Tasks to carry out:
A - Reproduce the part of the results-of-operations excerpt that opens with the words "For the quarter" and closes with "half of 2003.", swapping "Trust" for "Company".
B - According to the results-of-operations excerpt, what was economic occupancy for the second quarter of 2003?
C - Go on with the results-of-operations excerpt from its final sentence.

RESULTS OF OPERATIONS

     For the quarter and six months ended June 30, 2003, the Trust
reported decreases of 7.3% and 7.0%, in gross income from real
estate operations from the comparable periods of 2002.  Gross
income from apartment operations decreased by 7.6% and 7.0%,
from the prior year second quarter and first half as a result of
lower occupancy rates that more than offset the .8% higher
average rental rates.  Economic occupancy for the second quarter
of 2003 was 82.4%, down from 89.9% during the prior year
quarter; and, for the six months ended June 30, 2003, was 82.8%,
down from 89.8% during the comparable period of 2002.

     Rental properties other than apartments accounted for 5.6% of
total income from rental operations in the first half of 2003.
Gross income from non-apartment properties decreased $24,000 due
to lower occupancy rates.  Occupancy rates for commercial
properties, exclusive of net-leased restaurant properties,
averaged 79% and 84% during the first six months of 2003 and
2002, respectively.

     Operating expenses, excluding interest and depreciation, for
all of the apartment properties amounted to 50.6% of gross
possible income for the second quarter of 2003, up from 49.6%
for the prior year period, and amounted to an increase of
$49,000, or 2.9%, in total operating expenses. Real estate
taxes, up $46,000, or 13.9%, accounted for most of the increase
in total operating expenses in the second quarter comparison.
For the six months ended June 30, 2003 and 2002, apartment
operating expenses were 50.7% and 49.3%, respectively, of gross
possible income, up $121,550, or 3.6%, from the comparable
period of 2002.  In addition to real estate taxes, up $53,000 in
the first half of 2003 over the first half of 2002,  a severe
winter season following a moderate winter a year ago resulted in
higher utility expenses and snow and ice removal costs during
the 2003 half. Higher rates for heating fuel and an increase in
the number of vacant units contributed to a 16.6% increase in
the cost of utilities.  Costs for snow and ice removal incresed
by approximately $50,000 in the first half of 2003 over the same
period a year ago.

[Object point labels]
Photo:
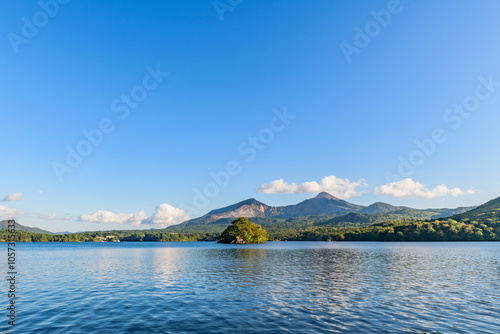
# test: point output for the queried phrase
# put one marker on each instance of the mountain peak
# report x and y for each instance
(327, 196)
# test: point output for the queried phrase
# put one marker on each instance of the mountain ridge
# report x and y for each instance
(322, 204)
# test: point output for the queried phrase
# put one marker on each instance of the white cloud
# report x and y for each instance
(9, 213)
(13, 197)
(410, 189)
(114, 218)
(164, 215)
(342, 188)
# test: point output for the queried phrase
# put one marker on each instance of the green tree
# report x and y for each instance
(242, 231)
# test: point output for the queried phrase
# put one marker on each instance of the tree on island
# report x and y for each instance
(242, 231)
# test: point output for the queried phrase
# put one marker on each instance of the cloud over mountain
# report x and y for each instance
(408, 188)
(13, 197)
(342, 188)
(9, 213)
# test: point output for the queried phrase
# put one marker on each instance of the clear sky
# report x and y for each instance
(280, 99)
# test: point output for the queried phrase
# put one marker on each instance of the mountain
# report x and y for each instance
(19, 227)
(322, 210)
(323, 204)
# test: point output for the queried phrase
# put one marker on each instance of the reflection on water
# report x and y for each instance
(295, 287)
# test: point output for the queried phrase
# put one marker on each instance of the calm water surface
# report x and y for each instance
(295, 287)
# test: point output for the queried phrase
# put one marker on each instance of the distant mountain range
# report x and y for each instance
(324, 209)
(4, 225)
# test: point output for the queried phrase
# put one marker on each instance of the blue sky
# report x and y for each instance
(352, 117)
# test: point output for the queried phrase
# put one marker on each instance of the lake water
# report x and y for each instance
(278, 287)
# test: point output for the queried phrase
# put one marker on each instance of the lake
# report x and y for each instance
(278, 287)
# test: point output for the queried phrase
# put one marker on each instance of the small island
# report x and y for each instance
(242, 231)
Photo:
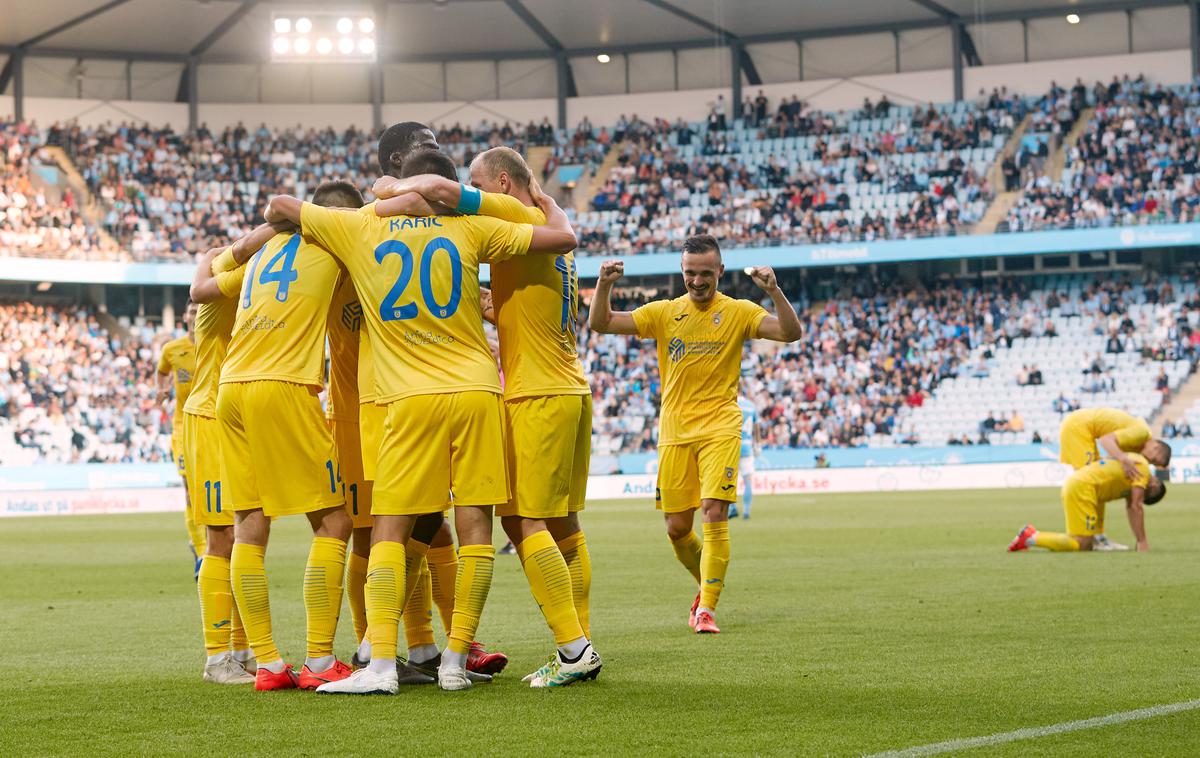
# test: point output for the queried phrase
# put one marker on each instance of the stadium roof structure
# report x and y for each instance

Final results:
A -
For the quarter and six months ended June 30, 2003, the Company
reported decreases of 7.3% and 7.0%, in gross income from real
estate operations from the comparable periods of 2002.  Gross
income from apartment operations decreased by 7.6% and 7.0%,
from the prior year second quarter and first half as a result of
lower occupancy rates that more than offset the .8% higher
average rental rates.  Economic occupancy for the second quarter
of 2003 was 82.4%, down from 89.9% during the prior year
quarter; and, for the six months ended June 30, 2003, was 82.8%,
down from 89.8% during the comparable period of 2002.

     Rental properties other than apartments accounted for 5.6% of
total income from rental operations in the first half of 2003.

B - 82.4%

C -
     Real estate taxes on Indiana property are assessed on March 1
each year and are payable in two installments in the following
calendar year.  Real estate tax expense for each quarter should
represent one-fourth of the estimated real estate taxes payable
during the next calendar year.  Estimates are based on actual
tax payments during the preceding year with allowances for
anticipated rate increases comparable with past experience.  A
state-wide reassessment of real property is to be effective for
taxes payable in 2003.  At the date of this writing, no real
estate tax bills reflecting new assessments have been received
for five of the Trust's eighteen Indiana rental properties.  For
the thirteen properties that have been reassessed, the current
taxes billed increased, in the aggregate, approximately 15%
compared to amounts billed in 2002.  Year to date accruals for
real estate taxes applicable to those thirteen properties were
recomputed and reflected in the second quarter of 2003.  Year to
date accruals for the five properties for which new assessments
are not yet known, will be recomputed and recorded when 2003 tax
bills are received.

     Interest expense, all of which is applicable to loans
outstanding during the quarters and six months ended June 30,
2003 and 2002,  decreased by $28,400 and $83,200, respectively.
Five of those mortgage loans were refinanced during 2002 toward
the objective of reducing future interest expense.  The
aggregate interest expense in the three months and six months
ended June 30, 2003 for the new loans at the new rates was
$25,300 and $49,500 less than the expense would have been for
the old loans at the old rates.

     Three loans contain provisions to reset rates, based on
lender-determined benchmarks, at intervals of two years or less.
 Two of the loans, with unpaid balances that totaled $1.3
million at June 30, 2003, provide for interest rates to be reset
February 1 each year.  The current interest rates applicable to
those loans is 4.12%.  The third adjustable rate loan, with a
current interest rate of 3.91%, had an unpaid balance at June
30, 2003 of $4.75 million.  The next interest rate reset date
for that loan is October 1, 2004.  All three of those loans had
lower effective rates during the three months and six months
ended June 30, 2003 than during the comparable periods of 2002.
In the aggregate, interest expense applicable to those loans was
$2,600 and $15,700 less in the three and six month periods of
2003 than in the comparable prior year periods.

     The remainder of the decrease in interest expense resulted
from scheculed amortization of mortgage loan balances for which
interest rates and payment terms were unchanged during the 2003
and 2002 periods.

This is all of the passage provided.